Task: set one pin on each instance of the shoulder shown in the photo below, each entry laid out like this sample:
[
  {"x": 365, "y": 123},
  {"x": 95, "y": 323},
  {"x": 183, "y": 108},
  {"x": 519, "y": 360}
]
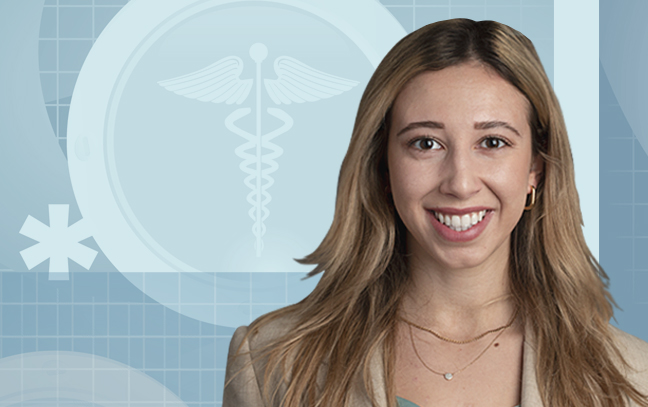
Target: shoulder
[{"x": 635, "y": 353}]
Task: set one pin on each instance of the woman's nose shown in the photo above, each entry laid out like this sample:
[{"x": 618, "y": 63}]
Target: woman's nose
[{"x": 460, "y": 176}]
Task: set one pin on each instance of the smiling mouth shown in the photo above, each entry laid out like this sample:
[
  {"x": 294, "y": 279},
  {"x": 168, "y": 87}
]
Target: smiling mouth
[{"x": 460, "y": 223}]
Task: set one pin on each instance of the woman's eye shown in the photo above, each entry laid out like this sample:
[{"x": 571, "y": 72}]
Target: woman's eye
[
  {"x": 493, "y": 143},
  {"x": 425, "y": 144}
]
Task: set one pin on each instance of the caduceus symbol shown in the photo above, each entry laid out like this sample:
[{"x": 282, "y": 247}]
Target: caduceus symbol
[{"x": 220, "y": 82}]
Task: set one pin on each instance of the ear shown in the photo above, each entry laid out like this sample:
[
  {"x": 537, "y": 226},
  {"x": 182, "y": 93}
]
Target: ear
[{"x": 536, "y": 173}]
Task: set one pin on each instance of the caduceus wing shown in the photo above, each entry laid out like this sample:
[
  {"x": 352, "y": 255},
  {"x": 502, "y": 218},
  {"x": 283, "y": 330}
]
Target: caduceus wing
[
  {"x": 217, "y": 83},
  {"x": 298, "y": 82}
]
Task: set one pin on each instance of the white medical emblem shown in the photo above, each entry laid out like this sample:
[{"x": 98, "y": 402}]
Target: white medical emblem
[{"x": 220, "y": 82}]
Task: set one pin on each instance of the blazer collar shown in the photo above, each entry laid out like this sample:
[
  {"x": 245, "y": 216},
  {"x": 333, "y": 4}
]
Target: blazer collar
[{"x": 530, "y": 396}]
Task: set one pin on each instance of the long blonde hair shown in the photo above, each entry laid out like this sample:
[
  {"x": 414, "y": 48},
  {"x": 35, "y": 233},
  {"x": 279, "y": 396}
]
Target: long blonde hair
[{"x": 557, "y": 284}]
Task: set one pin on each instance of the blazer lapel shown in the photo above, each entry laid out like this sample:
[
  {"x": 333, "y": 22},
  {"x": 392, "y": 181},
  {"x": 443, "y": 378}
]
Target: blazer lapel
[{"x": 530, "y": 396}]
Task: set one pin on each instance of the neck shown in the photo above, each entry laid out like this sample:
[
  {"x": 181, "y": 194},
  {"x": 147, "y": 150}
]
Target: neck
[{"x": 459, "y": 303}]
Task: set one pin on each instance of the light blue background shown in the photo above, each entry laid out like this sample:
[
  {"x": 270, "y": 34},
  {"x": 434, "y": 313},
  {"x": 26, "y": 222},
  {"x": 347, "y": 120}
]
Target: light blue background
[{"x": 102, "y": 313}]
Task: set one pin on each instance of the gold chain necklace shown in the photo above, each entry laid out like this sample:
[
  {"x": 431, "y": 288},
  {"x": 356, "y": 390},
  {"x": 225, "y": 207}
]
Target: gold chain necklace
[
  {"x": 449, "y": 375},
  {"x": 443, "y": 338}
]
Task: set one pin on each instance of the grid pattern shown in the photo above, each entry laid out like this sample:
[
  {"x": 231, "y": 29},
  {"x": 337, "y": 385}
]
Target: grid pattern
[
  {"x": 623, "y": 178},
  {"x": 102, "y": 313}
]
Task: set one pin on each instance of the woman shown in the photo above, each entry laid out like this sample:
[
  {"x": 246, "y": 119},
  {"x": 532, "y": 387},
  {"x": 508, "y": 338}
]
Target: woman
[{"x": 455, "y": 270}]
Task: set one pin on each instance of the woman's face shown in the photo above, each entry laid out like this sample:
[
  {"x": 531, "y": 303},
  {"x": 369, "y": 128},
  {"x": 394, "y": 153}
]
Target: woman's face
[{"x": 459, "y": 150}]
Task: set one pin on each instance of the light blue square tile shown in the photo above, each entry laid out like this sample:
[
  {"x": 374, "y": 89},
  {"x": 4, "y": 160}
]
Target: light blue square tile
[
  {"x": 268, "y": 288},
  {"x": 48, "y": 86},
  {"x": 189, "y": 381},
  {"x": 428, "y": 15},
  {"x": 640, "y": 253},
  {"x": 640, "y": 156},
  {"x": 154, "y": 353},
  {"x": 29, "y": 345},
  {"x": 47, "y": 344},
  {"x": 208, "y": 353},
  {"x": 506, "y": 15},
  {"x": 404, "y": 15},
  {"x": 11, "y": 346},
  {"x": 136, "y": 319},
  {"x": 537, "y": 22},
  {"x": 122, "y": 290},
  {"x": 52, "y": 115},
  {"x": 72, "y": 53},
  {"x": 207, "y": 329},
  {"x": 207, "y": 380},
  {"x": 641, "y": 188},
  {"x": 63, "y": 146},
  {"x": 101, "y": 347},
  {"x": 28, "y": 320},
  {"x": 162, "y": 283},
  {"x": 118, "y": 349},
  {"x": 157, "y": 375},
  {"x": 66, "y": 86},
  {"x": 118, "y": 319},
  {"x": 612, "y": 123},
  {"x": 47, "y": 320},
  {"x": 189, "y": 353},
  {"x": 29, "y": 287},
  {"x": 11, "y": 282},
  {"x": 11, "y": 320},
  {"x": 48, "y": 23},
  {"x": 189, "y": 326},
  {"x": 171, "y": 353},
  {"x": 136, "y": 359},
  {"x": 617, "y": 155},
  {"x": 616, "y": 253},
  {"x": 172, "y": 381},
  {"x": 83, "y": 345},
  {"x": 154, "y": 319},
  {"x": 619, "y": 224},
  {"x": 172, "y": 322},
  {"x": 545, "y": 50},
  {"x": 640, "y": 287},
  {"x": 476, "y": 13},
  {"x": 47, "y": 55},
  {"x": 64, "y": 111},
  {"x": 606, "y": 94},
  {"x": 65, "y": 319},
  {"x": 616, "y": 187},
  {"x": 233, "y": 288},
  {"x": 65, "y": 344},
  {"x": 75, "y": 22},
  {"x": 103, "y": 15},
  {"x": 640, "y": 220},
  {"x": 100, "y": 320}
]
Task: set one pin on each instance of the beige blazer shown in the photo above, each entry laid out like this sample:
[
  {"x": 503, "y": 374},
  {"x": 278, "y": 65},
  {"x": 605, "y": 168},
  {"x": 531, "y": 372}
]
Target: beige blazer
[{"x": 246, "y": 387}]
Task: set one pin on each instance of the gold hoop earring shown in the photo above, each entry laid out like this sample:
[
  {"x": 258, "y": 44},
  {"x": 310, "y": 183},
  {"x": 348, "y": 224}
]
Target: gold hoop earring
[{"x": 532, "y": 203}]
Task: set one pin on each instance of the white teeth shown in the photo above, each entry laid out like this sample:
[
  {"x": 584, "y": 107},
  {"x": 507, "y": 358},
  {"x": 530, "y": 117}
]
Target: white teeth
[{"x": 461, "y": 223}]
━━━━━━━━
**WORK TASK**
The task calls for repeating each line above exactly while excluding the pictures.

**RESPONSE AREA**
Task: set one pin on each instance of the shoulder shown in the photo below, each entry laid out like this sample:
[
  {"x": 365, "y": 123},
  {"x": 95, "y": 323},
  {"x": 183, "y": 108},
  {"x": 519, "y": 360}
]
Target: shoulder
[{"x": 635, "y": 353}]
Task: set one pin on each instance of the woman's nose shown in the photo above, each entry laid out like this sample:
[{"x": 618, "y": 63}]
Target: woman's nose
[{"x": 460, "y": 176}]
Task: set one pin on each instance of the smiling mouth shown in the photo above, each entry laid out like this sample:
[
  {"x": 294, "y": 279},
  {"x": 168, "y": 87}
]
Target: smiling mouth
[{"x": 460, "y": 223}]
Task: set one pin on each instance of the woman's eye shown in the photo above, each entry laid out like this sample:
[{"x": 571, "y": 72}]
Target: woman's eye
[
  {"x": 493, "y": 143},
  {"x": 425, "y": 144}
]
Task: set one pin on each instance of the caduceus symbol shown in the photo above, each entry laid out like this sample:
[{"x": 282, "y": 247}]
Target: caduceus symbol
[{"x": 220, "y": 82}]
Task: set one pin on each instance of the ear shown in the photo above, each entry laid out like this sample:
[
  {"x": 537, "y": 226},
  {"x": 182, "y": 93}
]
Target: ear
[{"x": 536, "y": 173}]
Task: set one pin on each instance of the caduceus wing shown in the photo above, each entry laid out like this sample:
[
  {"x": 352, "y": 255},
  {"x": 502, "y": 218},
  {"x": 283, "y": 330}
]
Target: caduceus wing
[
  {"x": 217, "y": 83},
  {"x": 298, "y": 82}
]
Task: set one pin on each instance of the white medical emblem shown in the photo above, each entry laid out like this sample:
[{"x": 98, "y": 402}]
Target: white medical emblem
[{"x": 220, "y": 82}]
Task: set one pin on each instance of the blazer collar shown in the photo above, each entry laid out like this sample:
[
  {"x": 245, "y": 216},
  {"x": 333, "y": 4}
]
Target: blazer collar
[{"x": 530, "y": 396}]
Task: set one pin on each instance of the long blonde hair shown in the photo above, each entry laid out like this sample:
[
  {"x": 414, "y": 48},
  {"x": 35, "y": 233},
  {"x": 279, "y": 396}
]
Target: long blonde hair
[{"x": 557, "y": 284}]
Task: set one pin on each instance of the blazer lapel shown in the photo above, each entry laid out like this sample:
[
  {"x": 333, "y": 22},
  {"x": 392, "y": 181},
  {"x": 443, "y": 378}
]
Target: blazer lapel
[{"x": 530, "y": 396}]
Task: set one pin on each instance of the neck shown in the photo above, each entry laid out like this sample:
[
  {"x": 181, "y": 194},
  {"x": 147, "y": 150}
]
Target: neck
[{"x": 459, "y": 303}]
Task: set one pin on each instance of the light blue background shown in the photo above, each entry laid out like this sample:
[
  {"x": 270, "y": 34},
  {"x": 434, "y": 313},
  {"x": 26, "y": 222},
  {"x": 347, "y": 120}
]
Target: light blue background
[{"x": 102, "y": 313}]
Task: set one pin on each instance of the gold chain necklace shown in the photo above, each entry laid out like this sample:
[
  {"x": 431, "y": 288},
  {"x": 356, "y": 390},
  {"x": 225, "y": 207}
]
Target: gold chain necklace
[
  {"x": 449, "y": 375},
  {"x": 443, "y": 338}
]
Task: set one pin on each instance of the grid pattern shown in the photo above, each entry laid out like this sample:
[
  {"x": 231, "y": 29},
  {"x": 337, "y": 385}
]
Target: grid pattern
[
  {"x": 623, "y": 178},
  {"x": 102, "y": 313}
]
Task: set one pin on each instance of the woman shown in the photo above, each entry laid out like this sample:
[
  {"x": 246, "y": 119},
  {"x": 532, "y": 387},
  {"x": 508, "y": 338}
]
Target: woman
[{"x": 455, "y": 270}]
Task: set one pin on each instance of the woman's face shown in the photo above, each entry laid out like this sample:
[
  {"x": 531, "y": 303},
  {"x": 369, "y": 128},
  {"x": 394, "y": 153}
]
Target: woman's face
[{"x": 459, "y": 150}]
Task: set one pin on each instance of the light blue square tile shown in the photo above, each entry laid out like this sample:
[
  {"x": 374, "y": 89},
  {"x": 4, "y": 160}
]
Target: light blue square tile
[
  {"x": 268, "y": 288},
  {"x": 48, "y": 86},
  {"x": 189, "y": 381},
  {"x": 428, "y": 15},
  {"x": 640, "y": 253},
  {"x": 640, "y": 156},
  {"x": 154, "y": 353},
  {"x": 29, "y": 345},
  {"x": 47, "y": 344},
  {"x": 208, "y": 353},
  {"x": 506, "y": 15},
  {"x": 404, "y": 15},
  {"x": 11, "y": 346},
  {"x": 136, "y": 319},
  {"x": 537, "y": 22},
  {"x": 122, "y": 290},
  {"x": 52, "y": 115},
  {"x": 72, "y": 53},
  {"x": 207, "y": 329},
  {"x": 207, "y": 380},
  {"x": 641, "y": 188},
  {"x": 63, "y": 146},
  {"x": 101, "y": 347},
  {"x": 28, "y": 320},
  {"x": 162, "y": 283},
  {"x": 118, "y": 349},
  {"x": 157, "y": 375},
  {"x": 66, "y": 86},
  {"x": 118, "y": 319},
  {"x": 612, "y": 123},
  {"x": 47, "y": 320},
  {"x": 189, "y": 353},
  {"x": 29, "y": 287},
  {"x": 11, "y": 282},
  {"x": 11, "y": 320},
  {"x": 48, "y": 23},
  {"x": 189, "y": 326},
  {"x": 171, "y": 353},
  {"x": 136, "y": 359},
  {"x": 617, "y": 155},
  {"x": 616, "y": 253},
  {"x": 172, "y": 381},
  {"x": 83, "y": 345},
  {"x": 154, "y": 319},
  {"x": 619, "y": 224},
  {"x": 172, "y": 322},
  {"x": 545, "y": 50},
  {"x": 640, "y": 287},
  {"x": 476, "y": 13},
  {"x": 47, "y": 55},
  {"x": 64, "y": 111},
  {"x": 606, "y": 94},
  {"x": 65, "y": 319},
  {"x": 616, "y": 187},
  {"x": 233, "y": 288},
  {"x": 65, "y": 344},
  {"x": 75, "y": 22},
  {"x": 103, "y": 15},
  {"x": 640, "y": 220},
  {"x": 100, "y": 320}
]
Task: set one pin on each instance of the beige blazer shown in the photo above, each entry laid out like this sample:
[
  {"x": 503, "y": 374},
  {"x": 278, "y": 65},
  {"x": 605, "y": 168},
  {"x": 531, "y": 372}
]
Target: beige blazer
[{"x": 246, "y": 387}]
Task: set one pin on each instance of the gold hoop earring shown in the photo above, each entry laid out like this sample:
[
  {"x": 258, "y": 44},
  {"x": 310, "y": 183},
  {"x": 348, "y": 224}
]
Target: gold hoop earring
[{"x": 532, "y": 203}]
Task: set one pin on each instance of the white teeth shown in the photo above, each entry laid out like this sample:
[
  {"x": 584, "y": 107},
  {"x": 507, "y": 358},
  {"x": 530, "y": 117}
]
Target: white teeth
[{"x": 461, "y": 223}]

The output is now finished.